## Task objective
All entries are to be retyped without alteration.

Data entries
Segment Open

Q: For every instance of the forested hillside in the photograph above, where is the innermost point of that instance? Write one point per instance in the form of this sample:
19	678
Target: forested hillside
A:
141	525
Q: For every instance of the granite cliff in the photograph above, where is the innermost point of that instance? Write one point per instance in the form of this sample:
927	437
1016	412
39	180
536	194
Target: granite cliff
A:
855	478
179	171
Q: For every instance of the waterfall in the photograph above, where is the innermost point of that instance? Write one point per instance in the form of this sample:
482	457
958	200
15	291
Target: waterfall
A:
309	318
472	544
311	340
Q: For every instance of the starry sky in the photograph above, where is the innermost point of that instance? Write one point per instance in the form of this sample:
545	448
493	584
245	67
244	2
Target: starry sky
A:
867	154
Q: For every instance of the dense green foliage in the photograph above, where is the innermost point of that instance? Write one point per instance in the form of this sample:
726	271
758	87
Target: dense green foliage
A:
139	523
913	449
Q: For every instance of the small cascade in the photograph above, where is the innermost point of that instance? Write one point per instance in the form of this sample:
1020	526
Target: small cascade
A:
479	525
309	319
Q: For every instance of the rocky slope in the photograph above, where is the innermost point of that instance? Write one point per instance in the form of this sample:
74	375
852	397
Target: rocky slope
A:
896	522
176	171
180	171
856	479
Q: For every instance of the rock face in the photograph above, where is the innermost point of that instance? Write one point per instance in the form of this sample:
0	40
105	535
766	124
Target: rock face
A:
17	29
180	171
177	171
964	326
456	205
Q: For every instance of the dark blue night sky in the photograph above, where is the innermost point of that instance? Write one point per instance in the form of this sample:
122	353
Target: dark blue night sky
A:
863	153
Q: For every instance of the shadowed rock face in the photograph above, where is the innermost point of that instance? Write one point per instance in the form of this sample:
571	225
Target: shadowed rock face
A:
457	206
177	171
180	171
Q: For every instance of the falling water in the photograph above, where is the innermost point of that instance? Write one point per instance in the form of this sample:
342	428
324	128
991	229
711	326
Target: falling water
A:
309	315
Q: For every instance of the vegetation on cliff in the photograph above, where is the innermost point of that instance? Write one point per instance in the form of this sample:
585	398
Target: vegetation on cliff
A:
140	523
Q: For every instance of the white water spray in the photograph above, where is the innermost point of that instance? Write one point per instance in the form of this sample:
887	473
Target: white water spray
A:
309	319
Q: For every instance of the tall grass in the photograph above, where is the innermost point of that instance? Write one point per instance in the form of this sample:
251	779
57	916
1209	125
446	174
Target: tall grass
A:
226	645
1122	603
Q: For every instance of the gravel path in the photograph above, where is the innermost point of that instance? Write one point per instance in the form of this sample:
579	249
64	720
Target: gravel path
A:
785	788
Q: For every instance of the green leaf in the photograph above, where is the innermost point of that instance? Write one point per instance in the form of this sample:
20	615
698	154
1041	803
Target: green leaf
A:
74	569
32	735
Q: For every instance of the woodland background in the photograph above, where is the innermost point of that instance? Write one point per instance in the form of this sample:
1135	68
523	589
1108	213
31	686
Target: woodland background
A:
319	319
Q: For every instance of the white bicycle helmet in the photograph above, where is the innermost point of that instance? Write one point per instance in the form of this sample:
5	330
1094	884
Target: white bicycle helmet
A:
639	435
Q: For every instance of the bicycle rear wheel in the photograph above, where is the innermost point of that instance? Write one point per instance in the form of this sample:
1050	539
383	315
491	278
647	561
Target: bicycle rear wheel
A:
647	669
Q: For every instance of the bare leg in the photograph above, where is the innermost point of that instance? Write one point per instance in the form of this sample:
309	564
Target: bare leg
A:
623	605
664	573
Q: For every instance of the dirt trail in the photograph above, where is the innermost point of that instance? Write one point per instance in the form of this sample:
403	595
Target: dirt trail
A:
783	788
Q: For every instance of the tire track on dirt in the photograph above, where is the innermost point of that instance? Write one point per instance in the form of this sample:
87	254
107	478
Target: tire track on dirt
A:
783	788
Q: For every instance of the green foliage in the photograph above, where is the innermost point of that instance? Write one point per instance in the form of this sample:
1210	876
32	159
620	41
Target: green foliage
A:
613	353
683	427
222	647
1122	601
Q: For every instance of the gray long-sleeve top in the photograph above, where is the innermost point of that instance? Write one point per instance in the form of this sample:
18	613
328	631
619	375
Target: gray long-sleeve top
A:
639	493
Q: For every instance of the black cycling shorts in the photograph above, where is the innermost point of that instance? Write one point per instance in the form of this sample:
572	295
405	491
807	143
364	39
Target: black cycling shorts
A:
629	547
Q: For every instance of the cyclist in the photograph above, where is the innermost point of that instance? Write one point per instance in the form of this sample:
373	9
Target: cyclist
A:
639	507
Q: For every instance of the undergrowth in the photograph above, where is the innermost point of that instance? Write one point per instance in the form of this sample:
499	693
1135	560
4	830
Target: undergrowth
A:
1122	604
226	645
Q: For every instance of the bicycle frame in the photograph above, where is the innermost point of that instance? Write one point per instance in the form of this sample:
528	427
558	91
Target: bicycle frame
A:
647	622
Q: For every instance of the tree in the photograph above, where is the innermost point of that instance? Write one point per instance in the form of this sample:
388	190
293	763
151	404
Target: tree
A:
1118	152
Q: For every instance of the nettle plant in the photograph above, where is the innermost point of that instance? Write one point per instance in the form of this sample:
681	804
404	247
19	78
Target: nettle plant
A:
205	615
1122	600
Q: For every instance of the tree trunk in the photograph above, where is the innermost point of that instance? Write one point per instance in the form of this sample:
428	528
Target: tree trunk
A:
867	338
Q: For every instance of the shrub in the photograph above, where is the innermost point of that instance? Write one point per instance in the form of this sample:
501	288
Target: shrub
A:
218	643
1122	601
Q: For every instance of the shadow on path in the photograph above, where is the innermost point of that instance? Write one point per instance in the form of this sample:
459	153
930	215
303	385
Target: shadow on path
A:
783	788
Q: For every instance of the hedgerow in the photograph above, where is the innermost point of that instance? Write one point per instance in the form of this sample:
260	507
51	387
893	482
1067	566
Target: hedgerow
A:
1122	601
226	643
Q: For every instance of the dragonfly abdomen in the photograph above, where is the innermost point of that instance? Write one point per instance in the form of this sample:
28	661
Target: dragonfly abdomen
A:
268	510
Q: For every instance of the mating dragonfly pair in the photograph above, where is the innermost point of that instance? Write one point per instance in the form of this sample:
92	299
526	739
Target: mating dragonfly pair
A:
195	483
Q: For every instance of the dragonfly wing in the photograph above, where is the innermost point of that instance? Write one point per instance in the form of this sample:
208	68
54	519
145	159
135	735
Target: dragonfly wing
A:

Segment Closed

## Answer box
Q: For every instance of the forested hillside in the photograph above, where is the innermost point of that instance? Write one point per instance in the form of this sample:
19	678
Target: forested hillside
A:
141	525
Q: For every instance of the granite cliff in the photograph above, where is the innermost point of that instance? Write one point per instance in the form of this sample:
927	437
1016	412
39	180
536	194
Target: granite cliff
A:
855	478
179	171
Q: For every instance of the waterfall in the photograph above, where is the innermost point of that instance? Write one point per instance in the form of this sample:
482	457
958	200
15	291
Target: waterfall
A:
309	318
472	544
311	340
Q: For every instance of the starry sky in the photograph above, where is the innermost point of that instance? Write one point per instance in the form of this sample:
545	448
493	584
245	67
244	2
Target: starry sky
A:
867	154
Q: For every instance of the dense green foliage in the photograph above, where is the innermost point of that instance? Write one point per instance in the form of this sample:
726	271
758	87
Target: dense green foliage
A:
139	523
913	449
Q: For every instance of the small cascade in the photograph above, where is the innermost point of that instance? Write one point per instance in the form of this sample:
1020	526
Target: small cascade
A:
479	525
309	319
Q: For every instance of the rocky slope in the photograph above, where is the innermost point of that instance? Write one point per instance in the form of this sample:
74	375
852	397
Target: rocky slope
A:
896	522
176	171
180	171
856	479
Q: For every instance of the rock face in the photograph above, where is the innermost point of that instance? Write one point per instance in the form of this sample:
0	40
105	535
766	124
Target: rock face
A:
17	29
180	171
177	171
964	326
456	205
Q: For every instance of the dark blue night sky in the photograph above, where is the innermost point of that instance? Write one point per instance in the form of this sample:
122	353
Target: dark blue night sky
A:
863	153
Q: For every instance of the shadowed rock face in the photograph above, where is the innermost point of that instance? Write one point per instance in the form of this sample:
571	225
Target: shadowed rock face
A:
457	206
177	171
180	171
Q: For every instance of the falling water in the photograph above, where is the innermost point of that instance? Write one point per instance in the form of this sample:
342	428
324	128
991	229
711	326
Target: falling water
A:
309	315
Q: For every instance of the vegetation on cliff in the photograph above, where is the innermost point of that instance? Write one point per instance in the form of this sample:
585	398
Target: vegetation on cliff
A:
140	523
Q: For every instance of the white water spray in the photograph above, where is the innermost point of that instance? Write one point per instance in the form of this sample:
887	473
Target: white water spray
A:
309	319
Q: For every instance of the tall grass in the photograph above, where is the innermost point of that instance? Write one point per instance in the form of this sample:
251	779
57	916
1209	125
446	174
Target: tall grass
A:
226	645
1122	603
Q: For every instance of the gravel path in the photograph above, where is the innermost point of that instance? Write one point per instance in the form of this sample:
579	249
64	720
Target: gravel path
A:
785	788
Q: For every instance of the green leaf in the photograph above, where is the innermost point of that instance? Write one point per instance in the form of this sample:
20	615
698	154
1041	803
Target: green leaf
A:
74	569
32	735
Q: For every instance of the woodland background in the photograph above, where is the innermost point of that instance? Write one point per instance in the form of this sample:
1135	68
523	589
1108	213
31	686
Target: woodland background
A:
319	319
Q: For every instance of the white bicycle helmet in the photograph above, where is the innermost point of that instance? Write one point per instance in the form of this sample:
5	330
1094	884
Target: white bicycle helmet
A:
639	435
Q: For every instance of the bicycle rear wheel in the photograph above, where is the innermost point of that instance? Write one point per instance in the form of this sample:
1050	539
383	315
491	278
647	561
Target: bicycle rear wheel
A:
647	669
Q: For every instance of the bare leg in the photograph above, where is the innermost point of that instance? Write one point per instance in the form of this sample:
309	564
Target: bare leg
A:
623	605
664	573
Q: For every instance of the dirt trail in the photograph above, where is the innermost point of that instance? Write one point per instance in the form of this sample:
403	595
Target: dirt trail
A:
783	788
Q: For every instance of the tire track on dirt in the photograph above, where is the innermost point of that instance? Write one point per instance in the form of this sample:
87	254
107	478
Target: tire track on dirt
A:
783	788
Q: For every instance of the green foliage in the photograph above, where is the innermost point of that instance? Write one point per instance in the form of this sample:
1210	876
32	159
620	41
Target: green foliage
A:
613	353
683	427
222	647
1122	601
Q: For every instance of the gray long-sleeve top in the photograph above, where is the innermost point of that instance? Write one point per instance in the form of this sample:
18	613
328	631
619	375
Target: gray long-sleeve top
A:
639	493
Q: For every instance of the black cycling shorts in the photograph above, where is the innermost point of that instance? Write one point per instance in the form of this sample:
572	295
405	491
807	143
364	39
Target: black cycling shorts
A:
629	547
Q: For every instance of the cyclist in the photograph above, where is the innermost point of that instance? Write one point per instance in the form of this sample:
373	9
Target: cyclist
A:
639	507
Q: For every instance of the undergrowth in the photograph above, where is the innermost point of that instance? Write one point per instance in the form of this sample:
499	693
1135	560
4	830
Target: undergrowth
A:
1122	604
226	645
Q: For every instance of the bicycle frame in the photograph above, where is the innermost point of that instance? Write one point per instance in the form of this sample:
528	427
558	91
Target: bicycle frame
A:
647	622
Q: For every instance of the tree in the photograph above, where is the innermost point of that instance? Write one point per instance in the form of this sample:
388	190
293	763
151	404
Target: tree
A:
1118	152
Q: For every instance of the nettle plant in the photograph above, where is the innermost point of that instance? Write one point per instance in the form of this sample:
681	804
404	247
19	78
Target: nettle plant
A:
205	615
1122	600
Q: For every instance of the tree trunk in the photograph above, where is the innermost point of that instance? Write one point per instance in the form of this sample:
428	528
Target: tree trunk
A:
867	338
Q: For every instance of the shrub in the photograph above, where is the innermost point of that instance? Write one point per instance in the form of this sample:
501	288
Target: shrub
A:
218	643
1122	601
Q: For every instance of the shadow on path in the photograph above, where is the innermost point of that instance? Write one point per instance in the form of this sample:
459	153
930	215
303	385
Target: shadow on path
A:
783	788
Q: For every instance of the hedgerow in the photograph above, where is the innermost point of that instance? Write one point per instance in the form of this sample:
260	507
51	387
893	482
1067	566
Target: hedgerow
A:
1122	601
226	643
Q: For every instance of the dragonfly abdomen in the photograph above, where is the innermost point of that instance? Write one point per instance in the form of this sample:
28	661
Target: dragonfly abdomen
A:
268	510
Q: For every instance of the mating dragonfly pair in the photograph above, where is the innermost point of that instance? Write one point per instance in the form of this sample:
92	299
526	739
Target: mating dragonfly pair
A:
195	483
Q: For every instance of the dragonfly wing in the photograph above, where is the innermost point of that instance? Write one point per instance in the form of this sample:
208	68
54	519
145	159
135	735
Target: dragonfly wing
A:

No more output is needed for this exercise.